== Извлечённый текст

Довлатов и окрестности - [25]

Шрифт
Интервал

Классиков это не смущало, потому что они умели создавать массированное чувство реальности. Читатель готов был в нее верить до тех пор, пока мириады раз повторенный прием не перестал работать. В наше время плагиатом кажется не определенный сюжет или герои, а сам способ художественного воспроизводства действительности, простодушный и условный, как картина, вышитая болгарским крестиком.

Уже Толстой жаловался Лескову: “Совестно писать про людей, которых не было и которые ничего этого не делали. Что-то не то. Форма ли эта художественная изжила, повести отживают или я отживаю?”

Довлатов, отдавая себе отчет в исхоженности этого пути, прекрасно его пародировал. Он мог, ни разу не запнувшись, имитировать целыми страницами роман глубоко уважаемой им Веры Пановой. В этой псевдоцитате было все, из чего состоят обычные романы, – изнурительно детальный пейзаж, подробное описание костюма героев, их сложная внутренняя жизнь.

====

### Письменное задание 1
Чей роман, согласно фрагменту о Довлатове, он мог имитировать целыми страницами, ни разу не запнувшись?
### Письменное задание 2
Повторите без изменений отрывок из фрагмента о Довлатове, начиная со слов «Довлатов и окрестности» и продолжая до слов «вышитая болгарским крестиком.».

== Показанные строки

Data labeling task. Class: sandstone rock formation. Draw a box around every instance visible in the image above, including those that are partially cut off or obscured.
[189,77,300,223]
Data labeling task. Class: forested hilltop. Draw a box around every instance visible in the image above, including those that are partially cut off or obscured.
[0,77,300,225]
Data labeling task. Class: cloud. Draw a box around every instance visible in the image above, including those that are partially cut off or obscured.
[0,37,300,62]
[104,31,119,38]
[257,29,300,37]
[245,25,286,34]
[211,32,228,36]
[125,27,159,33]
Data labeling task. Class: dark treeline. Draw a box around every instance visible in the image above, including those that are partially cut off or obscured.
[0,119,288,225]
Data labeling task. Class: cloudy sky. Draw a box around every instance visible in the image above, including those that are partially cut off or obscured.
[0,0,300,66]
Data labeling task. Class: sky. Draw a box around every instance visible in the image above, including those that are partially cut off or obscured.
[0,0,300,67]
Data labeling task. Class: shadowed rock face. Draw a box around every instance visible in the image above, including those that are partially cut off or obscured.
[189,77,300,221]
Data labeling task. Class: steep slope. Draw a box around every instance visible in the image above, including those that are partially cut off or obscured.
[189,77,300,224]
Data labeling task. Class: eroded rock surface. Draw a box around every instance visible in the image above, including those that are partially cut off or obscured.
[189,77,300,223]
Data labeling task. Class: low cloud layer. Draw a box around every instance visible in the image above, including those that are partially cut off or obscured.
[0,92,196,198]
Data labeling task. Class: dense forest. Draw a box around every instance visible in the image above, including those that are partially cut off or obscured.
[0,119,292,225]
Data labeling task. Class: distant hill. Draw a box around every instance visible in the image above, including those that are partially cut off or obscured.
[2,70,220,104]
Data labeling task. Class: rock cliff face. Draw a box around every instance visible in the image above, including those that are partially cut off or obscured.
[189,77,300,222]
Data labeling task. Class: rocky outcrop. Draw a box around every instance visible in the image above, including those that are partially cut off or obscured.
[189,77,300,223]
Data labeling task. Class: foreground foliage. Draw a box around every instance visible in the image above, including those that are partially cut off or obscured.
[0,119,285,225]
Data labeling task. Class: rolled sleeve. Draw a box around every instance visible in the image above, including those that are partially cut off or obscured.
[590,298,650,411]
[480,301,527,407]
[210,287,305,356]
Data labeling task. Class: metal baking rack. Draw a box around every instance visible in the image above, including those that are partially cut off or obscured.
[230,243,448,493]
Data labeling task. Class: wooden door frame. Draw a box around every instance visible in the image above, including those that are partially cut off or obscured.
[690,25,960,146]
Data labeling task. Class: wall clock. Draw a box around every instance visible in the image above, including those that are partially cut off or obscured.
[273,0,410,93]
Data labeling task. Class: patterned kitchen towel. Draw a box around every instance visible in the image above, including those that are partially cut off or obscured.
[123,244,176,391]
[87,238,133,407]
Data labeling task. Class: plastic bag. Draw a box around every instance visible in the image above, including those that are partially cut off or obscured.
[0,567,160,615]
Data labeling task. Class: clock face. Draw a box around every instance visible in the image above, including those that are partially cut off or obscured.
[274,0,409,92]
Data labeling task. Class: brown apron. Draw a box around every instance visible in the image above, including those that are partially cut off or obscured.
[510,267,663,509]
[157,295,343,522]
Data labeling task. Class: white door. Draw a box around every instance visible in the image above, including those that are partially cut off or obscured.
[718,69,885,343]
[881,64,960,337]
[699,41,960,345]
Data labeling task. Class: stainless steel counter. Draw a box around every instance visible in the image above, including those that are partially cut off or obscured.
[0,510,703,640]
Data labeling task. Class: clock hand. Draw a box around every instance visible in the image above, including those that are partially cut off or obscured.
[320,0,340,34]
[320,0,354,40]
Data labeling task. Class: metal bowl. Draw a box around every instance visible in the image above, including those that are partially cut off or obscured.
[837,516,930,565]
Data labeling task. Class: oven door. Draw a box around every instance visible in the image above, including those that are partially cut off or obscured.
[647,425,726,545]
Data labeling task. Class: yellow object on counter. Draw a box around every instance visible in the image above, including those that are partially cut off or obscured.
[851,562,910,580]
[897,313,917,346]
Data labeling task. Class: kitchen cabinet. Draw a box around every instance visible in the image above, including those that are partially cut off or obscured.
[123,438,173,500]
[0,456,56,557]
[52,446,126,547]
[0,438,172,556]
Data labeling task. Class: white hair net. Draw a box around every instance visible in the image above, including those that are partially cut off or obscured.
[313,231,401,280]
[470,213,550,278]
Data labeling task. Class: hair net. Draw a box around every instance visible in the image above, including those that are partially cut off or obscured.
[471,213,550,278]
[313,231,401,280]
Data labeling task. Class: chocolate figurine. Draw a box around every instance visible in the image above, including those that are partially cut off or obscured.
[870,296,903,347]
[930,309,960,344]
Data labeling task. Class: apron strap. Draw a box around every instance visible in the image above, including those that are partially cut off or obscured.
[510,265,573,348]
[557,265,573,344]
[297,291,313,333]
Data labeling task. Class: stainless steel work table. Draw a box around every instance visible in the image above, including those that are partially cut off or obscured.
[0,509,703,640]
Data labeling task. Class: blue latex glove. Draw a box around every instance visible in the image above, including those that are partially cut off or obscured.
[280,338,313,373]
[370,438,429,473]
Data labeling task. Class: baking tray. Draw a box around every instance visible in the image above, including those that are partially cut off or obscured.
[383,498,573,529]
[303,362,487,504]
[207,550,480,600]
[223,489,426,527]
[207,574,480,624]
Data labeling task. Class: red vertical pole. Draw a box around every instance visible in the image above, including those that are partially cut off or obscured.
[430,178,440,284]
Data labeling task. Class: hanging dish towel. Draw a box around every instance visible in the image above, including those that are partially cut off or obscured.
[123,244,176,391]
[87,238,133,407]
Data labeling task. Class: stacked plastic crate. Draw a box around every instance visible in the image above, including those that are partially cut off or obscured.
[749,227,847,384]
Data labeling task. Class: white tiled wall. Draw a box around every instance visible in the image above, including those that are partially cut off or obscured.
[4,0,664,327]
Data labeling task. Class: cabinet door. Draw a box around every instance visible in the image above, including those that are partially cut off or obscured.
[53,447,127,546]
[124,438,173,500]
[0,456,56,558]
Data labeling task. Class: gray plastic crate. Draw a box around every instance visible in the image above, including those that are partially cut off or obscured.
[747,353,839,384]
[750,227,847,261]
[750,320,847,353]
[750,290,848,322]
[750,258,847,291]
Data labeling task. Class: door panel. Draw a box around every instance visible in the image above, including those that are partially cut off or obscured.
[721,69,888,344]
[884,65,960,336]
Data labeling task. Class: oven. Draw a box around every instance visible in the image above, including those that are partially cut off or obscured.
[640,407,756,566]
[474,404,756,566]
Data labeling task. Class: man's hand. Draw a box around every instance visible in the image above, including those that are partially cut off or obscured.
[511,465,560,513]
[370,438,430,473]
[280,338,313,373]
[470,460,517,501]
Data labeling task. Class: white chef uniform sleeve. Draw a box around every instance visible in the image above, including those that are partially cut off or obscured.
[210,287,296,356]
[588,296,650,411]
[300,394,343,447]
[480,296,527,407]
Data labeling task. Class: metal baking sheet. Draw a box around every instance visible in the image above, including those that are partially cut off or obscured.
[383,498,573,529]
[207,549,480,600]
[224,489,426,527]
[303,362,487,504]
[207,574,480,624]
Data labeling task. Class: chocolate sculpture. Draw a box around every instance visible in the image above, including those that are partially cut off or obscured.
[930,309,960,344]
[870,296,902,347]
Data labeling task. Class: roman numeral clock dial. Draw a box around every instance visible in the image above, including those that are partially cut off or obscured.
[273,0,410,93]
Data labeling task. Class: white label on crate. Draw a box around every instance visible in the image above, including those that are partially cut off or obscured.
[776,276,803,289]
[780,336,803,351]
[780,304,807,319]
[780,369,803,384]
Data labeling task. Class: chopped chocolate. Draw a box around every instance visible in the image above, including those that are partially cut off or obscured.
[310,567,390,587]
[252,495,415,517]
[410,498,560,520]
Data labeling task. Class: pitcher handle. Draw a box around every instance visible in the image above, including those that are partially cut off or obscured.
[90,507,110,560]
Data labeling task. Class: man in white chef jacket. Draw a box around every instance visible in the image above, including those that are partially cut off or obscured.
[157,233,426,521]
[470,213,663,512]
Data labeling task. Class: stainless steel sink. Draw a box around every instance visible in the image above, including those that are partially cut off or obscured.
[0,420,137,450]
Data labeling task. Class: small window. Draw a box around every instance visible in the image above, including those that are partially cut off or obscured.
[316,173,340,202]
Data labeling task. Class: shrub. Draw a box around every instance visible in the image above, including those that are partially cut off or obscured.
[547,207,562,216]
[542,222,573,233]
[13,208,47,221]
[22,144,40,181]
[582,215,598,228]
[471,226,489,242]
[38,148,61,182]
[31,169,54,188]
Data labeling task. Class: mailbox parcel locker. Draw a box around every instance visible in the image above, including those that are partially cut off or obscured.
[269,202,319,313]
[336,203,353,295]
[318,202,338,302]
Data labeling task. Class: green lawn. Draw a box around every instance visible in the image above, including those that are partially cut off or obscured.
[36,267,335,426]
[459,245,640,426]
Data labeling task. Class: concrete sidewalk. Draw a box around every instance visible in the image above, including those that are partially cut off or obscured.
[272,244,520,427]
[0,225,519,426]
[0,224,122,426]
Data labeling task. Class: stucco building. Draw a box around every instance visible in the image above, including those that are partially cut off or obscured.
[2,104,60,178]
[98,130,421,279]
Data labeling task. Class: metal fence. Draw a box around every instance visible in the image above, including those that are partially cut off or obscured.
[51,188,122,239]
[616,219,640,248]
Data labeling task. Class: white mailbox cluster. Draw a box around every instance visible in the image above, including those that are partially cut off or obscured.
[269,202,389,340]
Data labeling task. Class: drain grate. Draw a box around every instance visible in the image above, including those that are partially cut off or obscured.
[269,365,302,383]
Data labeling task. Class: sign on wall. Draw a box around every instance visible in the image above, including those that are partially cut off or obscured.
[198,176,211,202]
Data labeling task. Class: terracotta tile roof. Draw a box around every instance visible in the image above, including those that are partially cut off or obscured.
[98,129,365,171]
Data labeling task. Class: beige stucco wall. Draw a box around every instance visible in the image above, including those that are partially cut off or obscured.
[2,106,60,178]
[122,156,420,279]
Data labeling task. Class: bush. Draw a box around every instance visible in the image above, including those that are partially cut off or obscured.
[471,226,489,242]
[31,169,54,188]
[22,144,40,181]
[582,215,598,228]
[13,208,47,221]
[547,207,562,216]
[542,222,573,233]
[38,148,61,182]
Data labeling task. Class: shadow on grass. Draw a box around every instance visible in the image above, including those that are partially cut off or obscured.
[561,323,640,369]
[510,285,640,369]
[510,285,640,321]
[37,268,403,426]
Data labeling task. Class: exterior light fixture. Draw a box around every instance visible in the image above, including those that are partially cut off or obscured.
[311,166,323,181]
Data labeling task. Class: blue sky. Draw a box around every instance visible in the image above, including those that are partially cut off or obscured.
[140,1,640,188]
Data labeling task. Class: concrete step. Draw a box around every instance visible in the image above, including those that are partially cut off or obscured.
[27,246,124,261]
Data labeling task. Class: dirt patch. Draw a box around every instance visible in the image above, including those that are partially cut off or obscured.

====

### Полный ответ 1
Роман Веры Пановой.

### Полный ответ 2
Довлатов и окрестности - [25]

Шрифт
Интервал

Классиков это не смущало, потому что они умели создавать массированное чувство реальности. Читатель готов был в нее верить до тех пор, пока мириады раз повторенный прием не перестал работать. В наше время плагиатом кажется не определенный сюжет или герои, а сам способ художественного воспроизводства действительности, простодушный и условный, как картина, вышитая болгарским крестиком.